### Extracted material:
/---

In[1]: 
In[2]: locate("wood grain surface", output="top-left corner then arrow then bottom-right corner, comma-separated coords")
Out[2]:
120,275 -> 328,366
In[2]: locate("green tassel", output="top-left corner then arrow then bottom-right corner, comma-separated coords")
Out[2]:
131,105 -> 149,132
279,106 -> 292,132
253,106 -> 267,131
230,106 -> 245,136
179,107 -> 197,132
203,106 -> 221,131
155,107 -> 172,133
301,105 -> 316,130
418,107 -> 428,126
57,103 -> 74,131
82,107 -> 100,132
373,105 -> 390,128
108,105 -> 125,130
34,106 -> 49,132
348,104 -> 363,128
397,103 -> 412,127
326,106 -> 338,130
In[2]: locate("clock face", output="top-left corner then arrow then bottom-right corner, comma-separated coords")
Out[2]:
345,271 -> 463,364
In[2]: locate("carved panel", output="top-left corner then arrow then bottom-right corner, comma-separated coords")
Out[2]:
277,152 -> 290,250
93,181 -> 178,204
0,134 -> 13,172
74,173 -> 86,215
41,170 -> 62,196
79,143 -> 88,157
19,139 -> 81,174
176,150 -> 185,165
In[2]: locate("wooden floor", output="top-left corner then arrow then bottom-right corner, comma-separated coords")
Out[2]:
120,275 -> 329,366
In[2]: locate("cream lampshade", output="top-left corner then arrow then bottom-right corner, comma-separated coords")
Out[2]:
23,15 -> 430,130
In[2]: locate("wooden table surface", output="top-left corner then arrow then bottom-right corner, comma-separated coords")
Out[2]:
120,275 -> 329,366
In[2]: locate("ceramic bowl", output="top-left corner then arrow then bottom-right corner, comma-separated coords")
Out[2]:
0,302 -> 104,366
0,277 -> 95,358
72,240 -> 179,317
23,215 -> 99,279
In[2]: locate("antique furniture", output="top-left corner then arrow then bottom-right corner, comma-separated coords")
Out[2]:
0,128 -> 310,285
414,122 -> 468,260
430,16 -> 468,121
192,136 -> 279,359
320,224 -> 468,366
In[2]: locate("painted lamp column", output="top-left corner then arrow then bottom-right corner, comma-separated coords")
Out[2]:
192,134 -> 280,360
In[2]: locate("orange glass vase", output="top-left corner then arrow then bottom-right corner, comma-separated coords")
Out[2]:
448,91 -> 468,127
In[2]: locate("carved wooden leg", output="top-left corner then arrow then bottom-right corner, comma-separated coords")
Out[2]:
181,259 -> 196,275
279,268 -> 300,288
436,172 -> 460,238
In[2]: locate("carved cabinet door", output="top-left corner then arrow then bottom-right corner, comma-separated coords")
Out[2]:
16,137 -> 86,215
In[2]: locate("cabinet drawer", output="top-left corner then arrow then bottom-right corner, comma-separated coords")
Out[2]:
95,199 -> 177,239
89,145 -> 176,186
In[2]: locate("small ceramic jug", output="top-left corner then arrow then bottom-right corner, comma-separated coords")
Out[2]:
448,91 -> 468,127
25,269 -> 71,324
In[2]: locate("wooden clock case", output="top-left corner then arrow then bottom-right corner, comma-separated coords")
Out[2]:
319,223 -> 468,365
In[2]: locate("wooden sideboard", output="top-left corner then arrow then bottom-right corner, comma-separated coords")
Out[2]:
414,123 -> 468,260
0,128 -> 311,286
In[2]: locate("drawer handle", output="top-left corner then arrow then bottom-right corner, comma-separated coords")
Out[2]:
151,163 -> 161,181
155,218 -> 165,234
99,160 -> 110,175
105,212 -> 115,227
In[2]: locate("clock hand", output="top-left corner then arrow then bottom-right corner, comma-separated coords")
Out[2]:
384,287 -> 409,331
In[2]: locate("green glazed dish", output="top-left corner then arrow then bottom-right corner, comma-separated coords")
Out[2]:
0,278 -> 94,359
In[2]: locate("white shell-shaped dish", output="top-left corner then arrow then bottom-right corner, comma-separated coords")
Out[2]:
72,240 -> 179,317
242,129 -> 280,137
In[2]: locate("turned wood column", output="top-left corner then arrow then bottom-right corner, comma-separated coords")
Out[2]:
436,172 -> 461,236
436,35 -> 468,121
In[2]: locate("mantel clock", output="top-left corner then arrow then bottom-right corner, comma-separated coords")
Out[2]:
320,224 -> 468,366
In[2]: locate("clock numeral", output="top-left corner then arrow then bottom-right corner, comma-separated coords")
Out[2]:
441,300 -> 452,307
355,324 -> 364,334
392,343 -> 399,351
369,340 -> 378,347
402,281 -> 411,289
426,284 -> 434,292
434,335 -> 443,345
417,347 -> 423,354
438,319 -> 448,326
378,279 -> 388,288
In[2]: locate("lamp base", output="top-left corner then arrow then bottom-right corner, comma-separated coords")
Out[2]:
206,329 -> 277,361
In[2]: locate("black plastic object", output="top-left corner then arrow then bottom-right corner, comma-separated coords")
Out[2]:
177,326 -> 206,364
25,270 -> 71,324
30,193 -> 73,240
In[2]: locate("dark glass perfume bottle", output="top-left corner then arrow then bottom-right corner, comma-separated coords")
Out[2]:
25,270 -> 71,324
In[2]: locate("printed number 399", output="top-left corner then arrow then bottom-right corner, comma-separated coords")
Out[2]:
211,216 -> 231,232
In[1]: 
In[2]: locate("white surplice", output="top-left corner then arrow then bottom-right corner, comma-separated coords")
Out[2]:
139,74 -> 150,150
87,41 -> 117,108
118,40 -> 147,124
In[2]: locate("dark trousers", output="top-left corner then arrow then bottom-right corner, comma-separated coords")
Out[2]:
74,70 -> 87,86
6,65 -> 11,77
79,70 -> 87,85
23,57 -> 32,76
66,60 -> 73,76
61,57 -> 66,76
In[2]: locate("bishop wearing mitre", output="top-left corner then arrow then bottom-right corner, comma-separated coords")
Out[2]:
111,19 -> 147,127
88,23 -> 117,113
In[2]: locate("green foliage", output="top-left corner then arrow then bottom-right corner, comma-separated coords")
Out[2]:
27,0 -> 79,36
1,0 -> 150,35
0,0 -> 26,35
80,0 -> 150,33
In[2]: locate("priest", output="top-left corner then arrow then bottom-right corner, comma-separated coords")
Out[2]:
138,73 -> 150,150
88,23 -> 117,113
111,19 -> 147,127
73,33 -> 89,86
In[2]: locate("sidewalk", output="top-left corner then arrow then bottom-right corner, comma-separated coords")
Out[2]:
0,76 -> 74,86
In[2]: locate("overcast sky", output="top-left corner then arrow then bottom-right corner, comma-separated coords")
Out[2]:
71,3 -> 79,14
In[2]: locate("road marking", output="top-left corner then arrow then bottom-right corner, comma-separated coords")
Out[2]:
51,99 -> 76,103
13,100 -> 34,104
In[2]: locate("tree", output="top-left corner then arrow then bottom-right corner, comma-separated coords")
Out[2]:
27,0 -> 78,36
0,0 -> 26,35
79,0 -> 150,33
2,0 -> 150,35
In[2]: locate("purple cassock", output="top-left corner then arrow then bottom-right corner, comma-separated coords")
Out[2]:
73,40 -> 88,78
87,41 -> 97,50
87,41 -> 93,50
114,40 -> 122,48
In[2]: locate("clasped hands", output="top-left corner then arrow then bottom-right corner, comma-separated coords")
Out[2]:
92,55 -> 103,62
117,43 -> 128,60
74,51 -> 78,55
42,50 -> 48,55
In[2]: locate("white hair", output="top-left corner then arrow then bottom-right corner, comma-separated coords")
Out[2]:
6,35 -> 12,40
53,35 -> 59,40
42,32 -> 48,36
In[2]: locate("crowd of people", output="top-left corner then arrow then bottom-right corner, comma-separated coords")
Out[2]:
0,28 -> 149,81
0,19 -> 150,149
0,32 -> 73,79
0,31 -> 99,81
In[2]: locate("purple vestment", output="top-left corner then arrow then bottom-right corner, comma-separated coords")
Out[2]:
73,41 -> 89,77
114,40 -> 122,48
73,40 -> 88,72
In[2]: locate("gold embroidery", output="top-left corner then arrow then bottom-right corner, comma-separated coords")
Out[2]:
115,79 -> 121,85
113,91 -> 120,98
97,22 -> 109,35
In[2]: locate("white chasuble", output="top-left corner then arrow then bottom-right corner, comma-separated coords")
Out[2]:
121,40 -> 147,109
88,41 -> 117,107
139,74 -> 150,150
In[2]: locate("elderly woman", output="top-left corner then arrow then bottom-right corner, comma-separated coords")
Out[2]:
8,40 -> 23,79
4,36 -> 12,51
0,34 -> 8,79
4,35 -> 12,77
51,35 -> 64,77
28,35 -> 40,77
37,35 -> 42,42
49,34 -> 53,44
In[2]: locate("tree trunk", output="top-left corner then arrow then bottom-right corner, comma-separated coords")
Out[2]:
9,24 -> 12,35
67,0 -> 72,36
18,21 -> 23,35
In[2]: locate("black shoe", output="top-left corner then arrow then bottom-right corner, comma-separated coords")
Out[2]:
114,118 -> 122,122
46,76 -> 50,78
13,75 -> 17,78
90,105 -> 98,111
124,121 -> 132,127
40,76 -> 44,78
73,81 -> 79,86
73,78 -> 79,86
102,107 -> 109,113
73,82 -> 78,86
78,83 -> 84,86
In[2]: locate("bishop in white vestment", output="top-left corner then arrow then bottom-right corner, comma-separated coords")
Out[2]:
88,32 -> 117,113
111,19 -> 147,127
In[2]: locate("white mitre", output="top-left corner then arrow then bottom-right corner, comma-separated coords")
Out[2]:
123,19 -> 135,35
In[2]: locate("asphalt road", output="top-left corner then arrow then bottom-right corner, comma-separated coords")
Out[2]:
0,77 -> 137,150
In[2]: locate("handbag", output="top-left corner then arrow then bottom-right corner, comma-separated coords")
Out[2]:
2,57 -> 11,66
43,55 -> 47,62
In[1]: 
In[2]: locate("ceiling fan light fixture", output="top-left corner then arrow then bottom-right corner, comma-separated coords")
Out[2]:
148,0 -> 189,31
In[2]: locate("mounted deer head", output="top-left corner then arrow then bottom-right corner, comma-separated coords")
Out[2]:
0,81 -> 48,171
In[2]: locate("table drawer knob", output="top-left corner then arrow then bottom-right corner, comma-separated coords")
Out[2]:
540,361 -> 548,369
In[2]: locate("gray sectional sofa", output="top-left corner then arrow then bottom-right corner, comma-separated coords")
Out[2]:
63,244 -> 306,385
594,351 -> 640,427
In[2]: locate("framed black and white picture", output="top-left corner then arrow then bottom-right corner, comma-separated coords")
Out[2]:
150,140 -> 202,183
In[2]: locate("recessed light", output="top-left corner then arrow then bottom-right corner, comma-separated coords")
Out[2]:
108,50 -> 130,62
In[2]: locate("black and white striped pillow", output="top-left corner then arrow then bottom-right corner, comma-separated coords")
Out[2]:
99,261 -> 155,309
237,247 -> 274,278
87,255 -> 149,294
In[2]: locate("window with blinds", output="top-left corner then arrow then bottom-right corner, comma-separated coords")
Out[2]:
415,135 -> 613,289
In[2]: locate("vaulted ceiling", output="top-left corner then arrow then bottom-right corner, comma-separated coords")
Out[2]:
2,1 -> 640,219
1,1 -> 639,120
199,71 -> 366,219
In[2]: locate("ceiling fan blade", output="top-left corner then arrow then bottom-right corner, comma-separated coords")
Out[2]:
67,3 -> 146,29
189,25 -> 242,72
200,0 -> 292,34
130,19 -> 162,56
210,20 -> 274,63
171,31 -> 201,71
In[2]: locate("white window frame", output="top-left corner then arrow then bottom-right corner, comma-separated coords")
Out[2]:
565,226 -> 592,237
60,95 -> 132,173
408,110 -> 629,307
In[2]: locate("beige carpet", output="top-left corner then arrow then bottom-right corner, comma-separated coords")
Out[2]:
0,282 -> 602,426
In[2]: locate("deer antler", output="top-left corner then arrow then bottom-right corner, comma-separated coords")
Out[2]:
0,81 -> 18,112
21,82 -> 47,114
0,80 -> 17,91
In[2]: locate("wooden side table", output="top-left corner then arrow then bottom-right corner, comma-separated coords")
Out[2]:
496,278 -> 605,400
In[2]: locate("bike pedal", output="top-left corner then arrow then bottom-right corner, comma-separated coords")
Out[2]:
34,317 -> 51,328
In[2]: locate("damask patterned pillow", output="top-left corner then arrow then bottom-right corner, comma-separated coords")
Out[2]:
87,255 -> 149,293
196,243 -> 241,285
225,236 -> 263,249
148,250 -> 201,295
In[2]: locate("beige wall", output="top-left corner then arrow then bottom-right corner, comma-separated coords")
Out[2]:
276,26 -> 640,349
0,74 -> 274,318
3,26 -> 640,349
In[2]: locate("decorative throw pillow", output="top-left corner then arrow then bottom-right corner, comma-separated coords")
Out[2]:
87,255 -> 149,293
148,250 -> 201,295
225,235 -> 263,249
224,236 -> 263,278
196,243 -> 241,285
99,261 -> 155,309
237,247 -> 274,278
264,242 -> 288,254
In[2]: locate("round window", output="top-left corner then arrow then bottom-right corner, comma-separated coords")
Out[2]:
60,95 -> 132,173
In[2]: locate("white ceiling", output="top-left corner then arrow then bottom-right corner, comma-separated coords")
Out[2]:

\---

Give the number of lines in the entries that contain the word "vestment", without any other words.

### Answer to the exercise:
2